- [Directions]:
From the rows below, pull out every line that contains the word "shadow" and copy each one out, matching case exactly.

- [Given data]:
────────────────

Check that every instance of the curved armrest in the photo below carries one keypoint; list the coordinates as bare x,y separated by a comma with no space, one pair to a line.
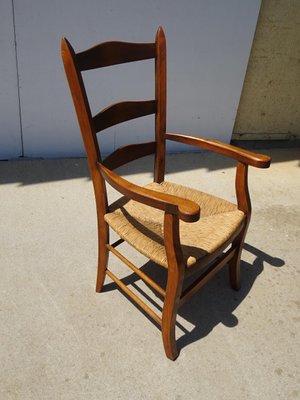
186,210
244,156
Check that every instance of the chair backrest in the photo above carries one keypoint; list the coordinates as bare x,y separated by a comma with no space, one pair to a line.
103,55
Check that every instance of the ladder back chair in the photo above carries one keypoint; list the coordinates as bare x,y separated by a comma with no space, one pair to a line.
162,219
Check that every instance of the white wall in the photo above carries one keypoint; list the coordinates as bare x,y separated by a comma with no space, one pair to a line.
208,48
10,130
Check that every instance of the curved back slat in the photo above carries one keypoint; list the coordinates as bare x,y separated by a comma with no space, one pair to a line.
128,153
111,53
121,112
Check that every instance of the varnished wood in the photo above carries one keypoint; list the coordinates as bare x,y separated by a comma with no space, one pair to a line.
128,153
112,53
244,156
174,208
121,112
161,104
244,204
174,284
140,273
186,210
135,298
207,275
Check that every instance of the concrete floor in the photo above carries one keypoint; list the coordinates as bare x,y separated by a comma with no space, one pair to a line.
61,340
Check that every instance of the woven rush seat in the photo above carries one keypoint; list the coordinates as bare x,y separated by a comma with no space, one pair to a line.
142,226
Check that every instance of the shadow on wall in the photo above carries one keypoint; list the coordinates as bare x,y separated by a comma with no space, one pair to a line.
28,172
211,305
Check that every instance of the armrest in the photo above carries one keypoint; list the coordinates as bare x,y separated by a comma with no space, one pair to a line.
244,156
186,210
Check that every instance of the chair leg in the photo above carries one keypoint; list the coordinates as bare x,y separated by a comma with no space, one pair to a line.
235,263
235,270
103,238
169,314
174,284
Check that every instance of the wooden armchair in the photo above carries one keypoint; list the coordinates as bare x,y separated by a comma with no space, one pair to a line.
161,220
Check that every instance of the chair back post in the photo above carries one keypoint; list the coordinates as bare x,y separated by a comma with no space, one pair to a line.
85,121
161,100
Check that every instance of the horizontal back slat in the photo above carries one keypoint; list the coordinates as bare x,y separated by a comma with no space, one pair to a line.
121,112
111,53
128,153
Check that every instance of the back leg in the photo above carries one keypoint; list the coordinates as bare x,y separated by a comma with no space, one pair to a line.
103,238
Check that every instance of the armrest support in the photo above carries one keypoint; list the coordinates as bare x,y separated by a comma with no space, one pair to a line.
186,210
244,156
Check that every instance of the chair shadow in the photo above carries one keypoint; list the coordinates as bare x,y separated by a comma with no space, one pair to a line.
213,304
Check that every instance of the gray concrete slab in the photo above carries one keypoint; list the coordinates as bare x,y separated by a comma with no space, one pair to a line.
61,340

────────────────

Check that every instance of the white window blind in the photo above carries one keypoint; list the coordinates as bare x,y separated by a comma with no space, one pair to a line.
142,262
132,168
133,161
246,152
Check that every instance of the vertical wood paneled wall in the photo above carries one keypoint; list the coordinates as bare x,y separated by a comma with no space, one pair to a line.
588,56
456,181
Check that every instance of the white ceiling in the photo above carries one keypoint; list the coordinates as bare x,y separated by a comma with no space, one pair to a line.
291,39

────────────────

- [Result of this exercise]:
Check that every instance of the shadow on wall in the photo above carries one keypoint; list the coordinates as bare x,y separated by a comma with no space, one pair to a line.
Check that every instance of the chair shadow in the photo above carries one keypoint; list the coordinates as bare x,y separated by a comma with no space, one pair to a line.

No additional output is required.